■ **Given task**:
Echo the stretch of data from the line containing "Practice step: pin every instance of the green leaf" through the line containing "170), (410, 522)]", both lines included, reproducing each line without change.

Pointing dataset records
......

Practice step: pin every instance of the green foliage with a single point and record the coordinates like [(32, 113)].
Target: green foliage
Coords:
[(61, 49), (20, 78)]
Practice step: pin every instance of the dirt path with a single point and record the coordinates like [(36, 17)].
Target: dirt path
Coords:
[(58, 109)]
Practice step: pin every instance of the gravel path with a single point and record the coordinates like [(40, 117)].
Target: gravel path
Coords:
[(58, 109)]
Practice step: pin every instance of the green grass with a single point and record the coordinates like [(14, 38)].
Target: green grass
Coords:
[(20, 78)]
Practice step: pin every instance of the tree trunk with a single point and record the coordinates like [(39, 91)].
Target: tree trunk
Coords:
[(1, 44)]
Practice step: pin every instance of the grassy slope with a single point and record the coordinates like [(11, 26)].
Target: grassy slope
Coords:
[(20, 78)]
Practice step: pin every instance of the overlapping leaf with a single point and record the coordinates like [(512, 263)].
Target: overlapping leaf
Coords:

......

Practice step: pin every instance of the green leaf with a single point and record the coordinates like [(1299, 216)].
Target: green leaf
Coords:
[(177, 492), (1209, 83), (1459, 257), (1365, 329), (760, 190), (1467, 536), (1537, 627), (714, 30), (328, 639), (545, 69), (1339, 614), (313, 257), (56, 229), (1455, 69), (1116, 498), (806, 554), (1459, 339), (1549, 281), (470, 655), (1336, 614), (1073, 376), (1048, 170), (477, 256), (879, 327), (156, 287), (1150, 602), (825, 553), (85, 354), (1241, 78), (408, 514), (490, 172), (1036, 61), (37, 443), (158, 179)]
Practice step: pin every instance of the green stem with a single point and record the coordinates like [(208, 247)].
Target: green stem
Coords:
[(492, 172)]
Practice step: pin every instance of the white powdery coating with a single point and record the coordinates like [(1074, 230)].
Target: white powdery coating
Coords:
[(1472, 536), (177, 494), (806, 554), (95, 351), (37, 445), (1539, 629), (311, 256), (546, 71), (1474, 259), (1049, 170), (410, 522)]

......

■ **Solution to this exercise**:
Practice step: pin every instance of the green leaf with a single point and record the coordinates like [(1299, 216)].
Target: green leaf
Coords:
[(177, 492), (1209, 83), (1459, 257), (1365, 329), (760, 190), (1467, 536), (1537, 627), (714, 30), (328, 639), (545, 69), (1339, 614), (313, 257), (56, 229), (1455, 69), (1116, 498), (806, 554), (1459, 339), (1549, 281), (470, 655), (1336, 614), (1073, 376), (1048, 170), (477, 256), (879, 327), (156, 287), (1150, 602), (825, 553), (85, 354), (1241, 78), (408, 514), (490, 172), (1036, 61), (37, 443), (158, 179)]
Practice step: pin every instance of the green stem with a single point and record the coordinates like [(208, 247)].
Target: green stem
Coords:
[(492, 172)]
Practice step: pin every instance of the white powdery coating with a single point and record the coordinates like [(1074, 230)].
Target: white powdery coating
Coords:
[(1472, 536), (177, 494), (806, 554), (95, 351), (37, 445), (1539, 629), (311, 256), (546, 71), (1474, 259), (1049, 170), (410, 522)]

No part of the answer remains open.